>> BEGIN Provided data
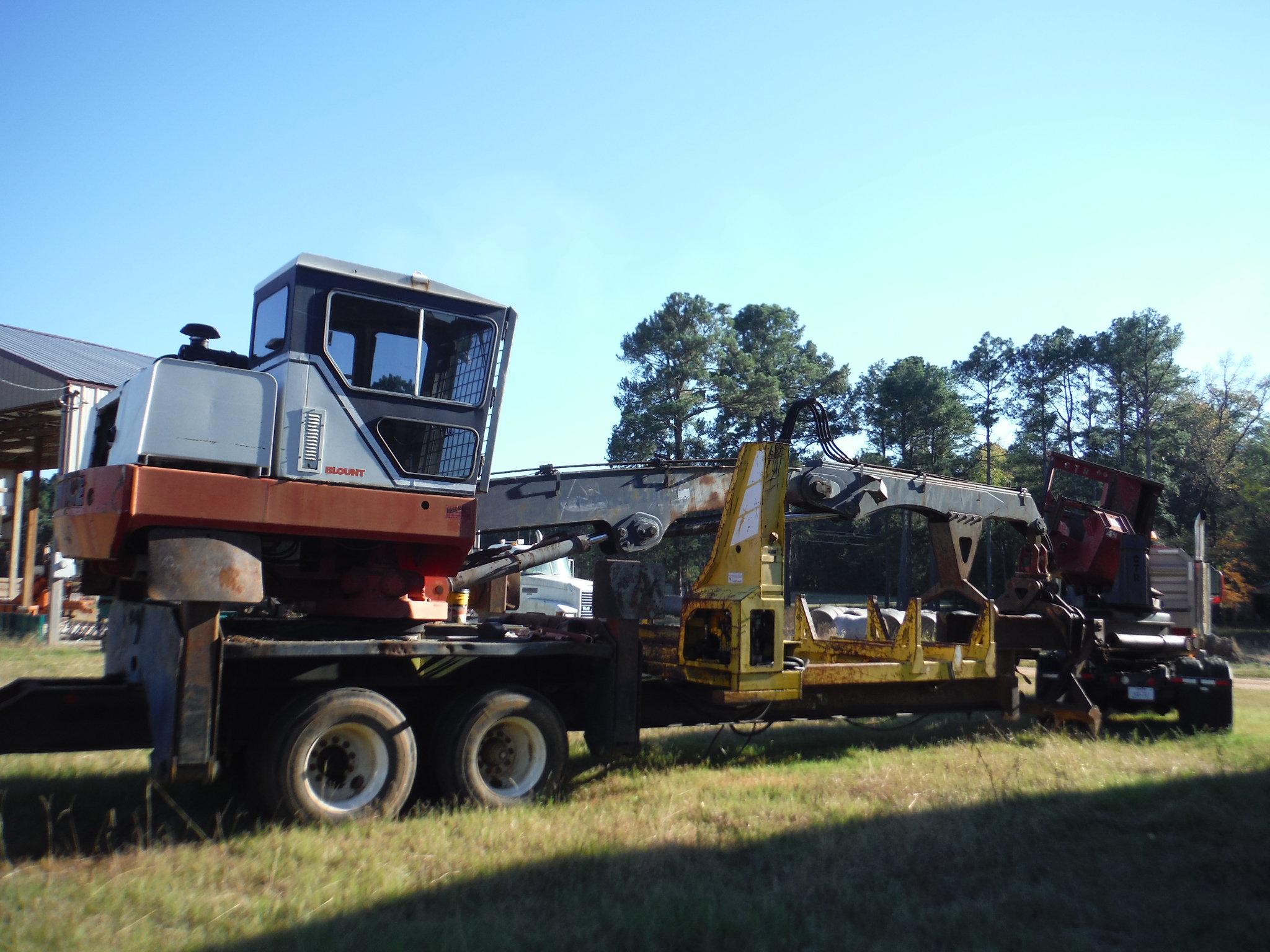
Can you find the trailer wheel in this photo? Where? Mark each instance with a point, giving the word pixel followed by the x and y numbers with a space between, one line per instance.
pixel 1049 667
pixel 343 754
pixel 500 747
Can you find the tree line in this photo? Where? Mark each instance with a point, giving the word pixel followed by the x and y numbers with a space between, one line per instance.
pixel 705 379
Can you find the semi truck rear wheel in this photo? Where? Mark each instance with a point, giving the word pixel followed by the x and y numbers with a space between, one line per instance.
pixel 500 747
pixel 343 754
pixel 1207 697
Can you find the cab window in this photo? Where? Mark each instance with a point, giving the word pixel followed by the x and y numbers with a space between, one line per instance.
pixel 270 333
pixel 395 348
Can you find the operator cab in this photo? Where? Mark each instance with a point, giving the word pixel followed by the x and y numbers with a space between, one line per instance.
pixel 353 376
pixel 384 379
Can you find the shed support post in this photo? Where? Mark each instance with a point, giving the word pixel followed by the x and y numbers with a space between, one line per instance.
pixel 16 536
pixel 29 582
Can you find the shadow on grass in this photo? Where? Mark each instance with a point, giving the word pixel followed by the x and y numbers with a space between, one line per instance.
pixel 835 739
pixel 93 814
pixel 1147 866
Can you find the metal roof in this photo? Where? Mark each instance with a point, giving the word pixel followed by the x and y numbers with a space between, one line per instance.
pixel 71 359
pixel 414 282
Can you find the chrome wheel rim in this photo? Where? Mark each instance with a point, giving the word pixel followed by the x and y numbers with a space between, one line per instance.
pixel 511 757
pixel 346 767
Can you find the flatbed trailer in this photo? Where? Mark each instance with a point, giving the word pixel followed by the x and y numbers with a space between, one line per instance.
pixel 331 719
pixel 286 532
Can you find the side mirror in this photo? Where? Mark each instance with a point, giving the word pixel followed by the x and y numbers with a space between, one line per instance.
pixel 201 332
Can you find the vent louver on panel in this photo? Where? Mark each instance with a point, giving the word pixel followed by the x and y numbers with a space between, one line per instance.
pixel 310 438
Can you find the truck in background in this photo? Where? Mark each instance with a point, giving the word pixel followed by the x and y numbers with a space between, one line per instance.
pixel 1155 602
pixel 554 589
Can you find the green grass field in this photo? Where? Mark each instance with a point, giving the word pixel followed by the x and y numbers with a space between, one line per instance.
pixel 1254 651
pixel 959 833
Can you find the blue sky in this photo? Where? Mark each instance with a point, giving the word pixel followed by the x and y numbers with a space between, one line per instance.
pixel 906 177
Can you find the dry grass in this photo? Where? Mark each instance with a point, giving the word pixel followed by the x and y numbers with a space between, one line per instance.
pixel 954 834
pixel 1254 651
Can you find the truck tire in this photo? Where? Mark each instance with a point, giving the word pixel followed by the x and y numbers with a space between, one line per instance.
pixel 1204 706
pixel 500 747
pixel 343 754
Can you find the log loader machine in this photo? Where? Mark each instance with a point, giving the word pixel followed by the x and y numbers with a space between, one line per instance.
pixel 282 534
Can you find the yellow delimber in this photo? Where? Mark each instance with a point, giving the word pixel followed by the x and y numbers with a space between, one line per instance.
pixel 878 658
pixel 732 626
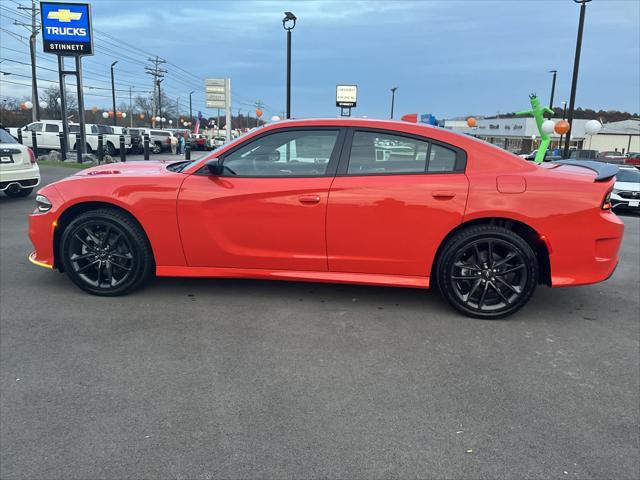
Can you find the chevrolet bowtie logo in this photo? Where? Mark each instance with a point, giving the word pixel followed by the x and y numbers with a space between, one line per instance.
pixel 64 15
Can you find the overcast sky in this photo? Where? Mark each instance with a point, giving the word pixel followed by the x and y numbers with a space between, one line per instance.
pixel 450 58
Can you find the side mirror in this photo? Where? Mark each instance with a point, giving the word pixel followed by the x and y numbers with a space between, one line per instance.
pixel 214 166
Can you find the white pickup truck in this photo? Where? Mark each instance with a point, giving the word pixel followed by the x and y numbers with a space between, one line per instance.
pixel 48 136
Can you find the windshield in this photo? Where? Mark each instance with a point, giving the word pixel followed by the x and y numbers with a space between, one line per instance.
pixel 5 137
pixel 628 175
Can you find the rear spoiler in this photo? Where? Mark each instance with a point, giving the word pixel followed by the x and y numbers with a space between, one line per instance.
pixel 604 171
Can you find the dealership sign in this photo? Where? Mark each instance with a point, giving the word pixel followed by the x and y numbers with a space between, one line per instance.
pixel 346 96
pixel 66 28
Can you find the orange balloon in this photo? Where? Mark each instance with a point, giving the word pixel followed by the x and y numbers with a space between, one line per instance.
pixel 562 127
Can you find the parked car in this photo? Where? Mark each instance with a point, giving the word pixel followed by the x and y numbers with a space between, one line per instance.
pixel 47 134
pixel 114 133
pixel 633 158
pixel 584 155
pixel 626 191
pixel 137 139
pixel 199 142
pixel 612 157
pixel 159 140
pixel 313 200
pixel 216 142
pixel 19 172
>> END Provided data
Reproduce every one of the lines above word for word, omitting the pictures.

Exercise output
Can you find the trailer wheel in this photo? Where? Mark each instance with a point, giving the word pixel followed by the x and y numbers with a space between, one line per instance.
pixel 1049 667
pixel 343 754
pixel 500 747
Can you find the tree line in this photo? Where? Mark each instance with a point, giving the word pixel followed by the x and y numbers with a space between, one line per instance.
pixel 705 379
Can you find the semi truck rear wheel in this photo? Where? Mark each instance with a point, giving the word pixel followed by the x and y numbers with a space between, one line per instance.
pixel 500 747
pixel 343 754
pixel 1207 697
Can you find the cab window in this photo? Where? Mark each instance with a point, giving the word pixel followed by the x and y numbers with a space between, one line per instance.
pixel 270 333
pixel 395 348
Can you find the operator cab in this photo? Where? Mark each instance with a point, giving the word pixel followed by the x and y numbers with a space between, one line per instance.
pixel 353 376
pixel 384 379
Can you find the shed support post in this photo? Where? Mark each instance with a point, giving the word pixel followed by the x and y numbers with a space between, one line per instance.
pixel 16 536
pixel 29 582
Can you find the shadow on grass in this photo? Where? Mark each instance with a point, giving the word pixel followed by the x and y numbers with a space between, one line per instance.
pixel 835 739
pixel 93 814
pixel 1147 866
Can you find the metal roof in this photo? Where? Mark each instance with a point, giving the word pixel followed by the x and y numbers with a space between, one line per instance.
pixel 71 359
pixel 414 282
Can you find the chrome wheel rim in this photo? Where? Mark each instance with a point, giving the word pixel followed by the x and y numbers with a space between, one line per instance.
pixel 511 757
pixel 346 767
Can you find the flatbed trailer in this photo? Where? Mark each instance with a point, giving the word pixel followed by the x and y numbers with a space between, one line per instance.
pixel 331 719
pixel 286 532
Can you find the side mirror in this photo? Where? Mark each instance with a point, giving the word pixel followed by the x and y numbers with a space between, one line per instance.
pixel 201 332
Can you find the vent louver on panel in this photo? Where? Mark each instance with a point, giving the word pixel followed by the x and y numbers with a space between, one line per instance.
pixel 310 438
Can you find the truck in background in this photo? Where? Mark each instance with a point, giving the word pixel followed by the x and y numbers with a space between, one line per instance.
pixel 1155 602
pixel 554 589
Can you find the green grass field in this photo? Where? Mark each instance with a point, giving the word pixel followed by the x and y numbers with a space between, one line per instance.
pixel 1254 651
pixel 959 833
Can you find the blue sky in this photo? Where? Mark each instance with a point, giving the word pixel followed by the x and y numbers with a space between, one line per instance.
pixel 906 177
Can you find the dry grass in this photo? Where? Mark each instance with a point, giving the word pixel followed by the x and y numbers with a space between, one line per instance.
pixel 954 834
pixel 1254 651
Can you find the truck tire in this photo? Where? Mark each instance with a point, giving the word pixel followed by the x and y numbers with a space between, one line per instance.
pixel 1204 706
pixel 500 747
pixel 343 754
Can you find the log loader machine in this photo? Where? Mark each instance with a point, giving the word pixel followed by the x and y numbers with a space between, one line per instance.
pixel 282 534
Can you find the yellow delimber in this photo? Where? Mark each instance with a point, giving the word pixel followed by the x and y numbers with a space between, one line per instance.
pixel 878 658
pixel 732 626
Can you find the chevrolet bowtie logo in this photo? Where? Mark each instance with a point, giving the word pixel followed by the x and y numbers with a space between, one line per instance.
pixel 64 15
Can you find the overcast sky in this photo? Where? Mark each instance with a point, giving the word pixel followed by the x and y numbers with a space between, one line per instance.
pixel 450 58
Can you find the side mirror in this photo? Where? Mark each instance with a point, giving the word pixel followed by the x and y numbers with a space between, one line per instance.
pixel 214 166
Can you find the white pickup truck in this photo? Where? Mark each instance with a point, giving the word pixel followed by the x and y numbers with a space between, one line per instance.
pixel 48 136
Can you find the windshield in this photo? Where? Mark each instance with a point, giving the word pixel followed by the x and y numbers with a space between, one line per instance.
pixel 5 137
pixel 628 175
Can you find the rear spoiler in this photo? Where? Mark each instance with a point, giving the word pixel followed by the x and y numbers with a space between, one line per instance.
pixel 604 171
Can you find the dealership sign in this photo? Where? Mark each instance with a point, giving the word pixel followed by the x and y numbers with a space between, one line per instance.
pixel 346 96
pixel 66 28
Can you find the orange balloon in this photo? Where? Mark each instance with a point, giving the word pixel followed by the x and y numbers with a space between, one line per instance.
pixel 562 127
Can you find the parked car in this photo? Where? Mark each instance with a point, giving the word pixel followed by the x and y numbers with a space between, one line per instance.
pixel 47 134
pixel 114 133
pixel 633 158
pixel 584 155
pixel 626 191
pixel 137 139
pixel 199 142
pixel 612 157
pixel 159 140
pixel 313 200
pixel 216 142
pixel 19 172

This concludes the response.